(Source data)
** Begin **

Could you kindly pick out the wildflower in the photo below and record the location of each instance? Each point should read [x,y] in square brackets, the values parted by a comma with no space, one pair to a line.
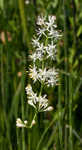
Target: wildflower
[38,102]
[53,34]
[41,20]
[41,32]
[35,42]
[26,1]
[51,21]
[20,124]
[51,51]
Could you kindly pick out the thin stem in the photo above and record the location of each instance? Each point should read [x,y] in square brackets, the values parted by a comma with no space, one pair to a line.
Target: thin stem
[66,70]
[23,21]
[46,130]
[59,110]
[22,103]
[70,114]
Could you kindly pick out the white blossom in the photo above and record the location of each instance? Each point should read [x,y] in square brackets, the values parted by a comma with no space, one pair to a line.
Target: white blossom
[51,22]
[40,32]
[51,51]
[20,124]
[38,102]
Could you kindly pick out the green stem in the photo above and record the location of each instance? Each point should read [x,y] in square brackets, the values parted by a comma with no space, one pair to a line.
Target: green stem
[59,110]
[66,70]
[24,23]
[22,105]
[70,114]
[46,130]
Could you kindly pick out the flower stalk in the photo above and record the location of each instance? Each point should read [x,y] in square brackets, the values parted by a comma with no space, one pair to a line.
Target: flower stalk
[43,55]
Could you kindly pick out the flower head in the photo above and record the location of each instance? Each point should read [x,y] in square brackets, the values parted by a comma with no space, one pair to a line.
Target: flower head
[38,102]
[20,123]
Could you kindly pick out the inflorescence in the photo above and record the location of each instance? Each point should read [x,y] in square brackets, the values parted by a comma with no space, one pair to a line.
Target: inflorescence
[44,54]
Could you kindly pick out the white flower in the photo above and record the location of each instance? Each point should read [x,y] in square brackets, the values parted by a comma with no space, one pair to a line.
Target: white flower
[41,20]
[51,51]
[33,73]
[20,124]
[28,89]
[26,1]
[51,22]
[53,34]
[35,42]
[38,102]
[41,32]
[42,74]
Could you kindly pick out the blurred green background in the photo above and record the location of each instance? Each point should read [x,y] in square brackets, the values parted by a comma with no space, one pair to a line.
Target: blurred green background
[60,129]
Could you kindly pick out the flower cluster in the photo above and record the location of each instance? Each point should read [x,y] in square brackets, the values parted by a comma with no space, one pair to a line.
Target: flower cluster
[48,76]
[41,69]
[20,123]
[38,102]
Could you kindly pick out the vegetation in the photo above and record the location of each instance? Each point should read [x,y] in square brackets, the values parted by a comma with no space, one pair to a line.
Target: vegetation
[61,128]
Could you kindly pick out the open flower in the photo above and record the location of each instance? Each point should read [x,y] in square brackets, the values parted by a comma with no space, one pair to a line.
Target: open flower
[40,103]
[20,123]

** End **

_Job_.
Every record gets retyped exactly; no picture goes into the copy.

_Output of the task_.
Could you kindly pick out the wildflower in the photo below and record the location of each instance? Each point should read [x,y] in square brackets, the values parted by a comma with no space, one pair to a line.
Target: wildflower
[38,102]
[53,34]
[41,20]
[41,32]
[35,42]
[26,1]
[51,21]
[20,124]
[51,51]
Could you kindly pick out the thin stem in the photo above and record the location of each instance? Each point should read [x,y] in square brackets, the values parted by a comma with no space, one pair to a line.
Target: thin stem
[66,70]
[23,21]
[46,130]
[59,110]
[22,103]
[70,114]
Could you kindly pick out the white blossom in the photo above and record the location of each instance? Each point should read [x,y] in square brackets, the values parted by a comma with no space, one pair to a line.
Target: white blossom
[51,22]
[40,32]
[51,51]
[20,124]
[38,102]
Could you kindly pick out the green stem in the photo above and record the location of each instance? Each point should read [x,y] in square brackets, the values parted by a comma with no space, one pair to a line.
Target: green stem
[59,110]
[66,70]
[24,23]
[22,105]
[70,114]
[46,130]
Could you kindly pick out the flower stalk in the photo above and record the location of each instance? Each point should read [x,y] in square brackets, the values parted by a comma with no space, one pair to a line.
Target: flower stalk
[43,55]
Could you kindly pick out the flower head in the photo above and record the location of each instance? Each point should read [x,y] in square brackets, the values parted by a comma with no space, one pair to a line.
Target: flower head
[38,102]
[20,123]
Could you kindly pick out the inflorescence in the photo above and record the location of each instance? Each point should read [x,y] in square brackets, the values parted by a comma with no space, one pair to a line.
Target: inflorescence
[44,54]
Could you kindly pick out the white flower in the photo above and record the location of each instance? Each point should read [x,y] in square brackets, the values parted by a comma with no space, one pair to a line.
Target: white flower
[41,20]
[51,51]
[33,73]
[20,124]
[28,89]
[26,1]
[51,22]
[53,34]
[35,42]
[38,102]
[41,32]
[42,74]
Could you kindly pick out the blurred green background in the photo above and record the location of each instance? Each point should read [x,y] in square brackets, the values parted by a comma with no space, one pair to a line.
Target: blurred green background
[60,129]
Could you kindly pick out the flower cluster in the photo above and record the location of each instance? Each point should read [x,y] in square brackets, the values parted by a comma with no space, one pair to a line.
Target: flower cluster
[48,76]
[41,69]
[20,123]
[38,102]
Could you kindly pick out the vegetation in the photo above and record the location of each instance? Each point should read [x,y] in square brackets, the values parted by a comma with no space, one pair to a line.
Target: vegetation
[61,128]
Could you kindly pick out the open flower in the photo above and record the location of each instance? Each point should read [x,y] in square brackets, the values parted by a comma with no space, one pair to a line.
Target: open flower
[40,103]
[20,123]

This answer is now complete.